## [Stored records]
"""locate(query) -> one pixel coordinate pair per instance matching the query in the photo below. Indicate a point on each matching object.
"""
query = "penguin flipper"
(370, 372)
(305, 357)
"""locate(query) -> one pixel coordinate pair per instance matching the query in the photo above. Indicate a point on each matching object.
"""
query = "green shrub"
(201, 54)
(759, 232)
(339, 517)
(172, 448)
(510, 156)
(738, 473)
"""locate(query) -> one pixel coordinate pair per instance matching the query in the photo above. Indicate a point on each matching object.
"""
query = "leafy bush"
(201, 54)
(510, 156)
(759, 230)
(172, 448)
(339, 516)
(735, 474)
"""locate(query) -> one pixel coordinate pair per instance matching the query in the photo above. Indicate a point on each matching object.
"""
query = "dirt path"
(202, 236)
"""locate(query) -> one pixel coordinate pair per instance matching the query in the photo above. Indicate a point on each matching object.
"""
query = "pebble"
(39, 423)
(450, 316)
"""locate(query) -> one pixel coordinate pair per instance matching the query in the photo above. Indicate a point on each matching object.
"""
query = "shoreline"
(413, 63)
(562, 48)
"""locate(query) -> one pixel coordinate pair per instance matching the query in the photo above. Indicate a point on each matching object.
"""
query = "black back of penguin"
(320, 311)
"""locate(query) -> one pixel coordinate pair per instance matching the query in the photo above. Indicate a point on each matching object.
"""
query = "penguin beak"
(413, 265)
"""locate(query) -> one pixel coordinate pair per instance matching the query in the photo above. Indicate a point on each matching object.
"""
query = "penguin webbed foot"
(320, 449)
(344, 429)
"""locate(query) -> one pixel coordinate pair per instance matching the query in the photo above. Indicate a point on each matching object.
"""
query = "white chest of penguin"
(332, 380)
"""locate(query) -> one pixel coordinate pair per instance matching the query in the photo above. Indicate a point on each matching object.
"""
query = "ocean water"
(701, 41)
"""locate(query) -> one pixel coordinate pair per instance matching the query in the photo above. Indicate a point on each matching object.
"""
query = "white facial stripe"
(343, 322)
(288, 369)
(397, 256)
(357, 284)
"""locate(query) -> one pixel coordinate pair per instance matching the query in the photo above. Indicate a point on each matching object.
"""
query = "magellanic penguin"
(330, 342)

## [Problem details]
All of the entries, from the first line to the last, should be duplicated exactly.

## [Response area]
"""locate(query) -> one pixel coordinate pair per instance matching the query in the photo below. Indicate a point on each matching object.
"""
query = "penguin flipper"
(370, 372)
(305, 357)
"""locate(query) -> one pixel coordinate pair per instance matching the query in the photo above. Indicate a point on each matching object.
"""
query = "green shrub"
(201, 54)
(759, 232)
(339, 517)
(172, 448)
(510, 156)
(738, 473)
"""locate(query) -> one pixel coordinate pair per instance matching the query in the photo above. Indicate a point on each matching object.
"""
query = "leafy bush"
(201, 54)
(510, 156)
(759, 230)
(172, 448)
(339, 516)
(735, 474)
"""locate(query) -> one pixel coordinate pair per instance matching the query in the photo above. Indicate a point on each matching object.
"""
query = "dirt path"
(202, 236)
"""locate(query) -> one pixel coordinate pair per instance matching the query in the photo above. Indicate a point on each matching object.
"""
query = "pebble"
(39, 423)
(450, 316)
"""locate(query) -> one pixel coordinate pair per instance matching the query in the photo above. Indicate a point on each matching object.
"""
query = "shoreline"
(413, 63)
(562, 48)
"""locate(query) -> one pixel coordinate pair per instance matching the query in the photo above. Indicate a point on each matching object.
"""
query = "black back of penguin"
(320, 311)
"""locate(query) -> one pixel coordinate pair per instance matching the query in the photo above. Indicate a point on each matching object.
"""
query = "penguin beak"
(413, 265)
"""locate(query) -> one pixel coordinate pair per instance matching the query in the photo above. Indicate a point on each matching object.
"""
query = "penguin webbed foot"
(320, 449)
(344, 429)
"""locate(query) -> one pixel coordinate pair per instance matching the query in the photo above. Indicate a point on each matching object.
"""
query = "white chest of penguin"
(332, 380)
"""locate(query) -> one pixel coordinate pair per instance matching the query in the photo above. Indicate a point on each matching object.
"""
query = "ocean water"
(701, 41)
"""locate(query) -> one pixel coordinate pair per instance matching the query in the photo above. Indicate a point on each matching object.
"""
query = "white facial stripe"
(343, 322)
(288, 369)
(397, 256)
(357, 284)
"""locate(query) -> one pixel coordinate pair per instance matching the query in the photo above. Indicate a point on each matching object.
"""
query = "magellanic penguin"
(330, 342)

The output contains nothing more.